Instructions for the task: The answer is all of the entries below, repeated exactly and free of pictures.

(Stored data entries)
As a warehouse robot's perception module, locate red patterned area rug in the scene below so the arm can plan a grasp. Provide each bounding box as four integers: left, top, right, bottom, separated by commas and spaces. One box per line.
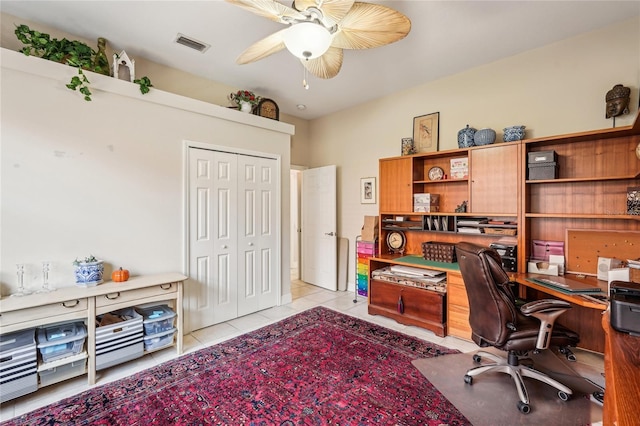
4, 306, 469, 425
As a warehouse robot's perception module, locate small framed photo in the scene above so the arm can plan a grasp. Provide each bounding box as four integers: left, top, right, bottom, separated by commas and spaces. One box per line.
413, 112, 439, 153
360, 177, 376, 204
401, 137, 415, 156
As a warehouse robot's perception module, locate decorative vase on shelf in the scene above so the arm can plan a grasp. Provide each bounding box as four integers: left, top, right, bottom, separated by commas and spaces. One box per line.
474, 128, 496, 146
457, 125, 477, 148
240, 101, 253, 113
74, 259, 104, 286
503, 125, 526, 142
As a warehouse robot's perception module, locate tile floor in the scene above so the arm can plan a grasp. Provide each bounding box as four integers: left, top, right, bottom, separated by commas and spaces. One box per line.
0, 279, 605, 422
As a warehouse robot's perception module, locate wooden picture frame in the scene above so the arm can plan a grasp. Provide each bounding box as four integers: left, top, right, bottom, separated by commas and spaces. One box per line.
360, 177, 376, 204
413, 112, 439, 153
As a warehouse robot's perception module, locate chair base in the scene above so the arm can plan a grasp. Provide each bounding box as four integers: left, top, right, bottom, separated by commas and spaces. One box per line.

Your response:
As a warehouse robot's perception module, locate red patterned area rug in the scene below so the arm can plan a grasp. Provide each bounding box as four integers: left, top, right, bottom, separated by commas and spaces. One box per line.
4, 306, 469, 425
As a warehouse robot's perception module, locate small framed photo in the scene above so the arm can plan a grasp. Provide each bounding box as four integers: left, top, right, bottom, separated by commas and spaces. One box per line.
413, 112, 439, 153
360, 177, 376, 204
401, 137, 415, 156
As a warehouse robot's perception module, locate decorative vase on shelf in the scene above so the arm can plan a grasp. Provide each bounding box as four integers: left, top, right, bottom, separated by commas and spaces. One box per line.
474, 128, 496, 146
457, 125, 477, 148
240, 101, 253, 113
74, 259, 104, 286
503, 125, 526, 142
As a warehouse robot's perception module, locate tile floor in the scene above so the arm can plan a grasp. Provide each bounding box as four integers: left, top, right, bottom, separated by commas and spaces. One box per line.
0, 279, 605, 422
As a warehouse robot's perception module, locate wooden picture frame in the scene above so the arm can plan a grasp. Provide each bounding box as four integers: left, top, right, bottom, separated by commas and spaces. One box per line.
360, 177, 376, 204
413, 112, 439, 153
As a warehouse robot's perception module, locate chair base in the scene above so the arm can plan a grasp. Provide each bounding box as four integers: left, top, right, bottom, separated by commas and spaces. One box per line.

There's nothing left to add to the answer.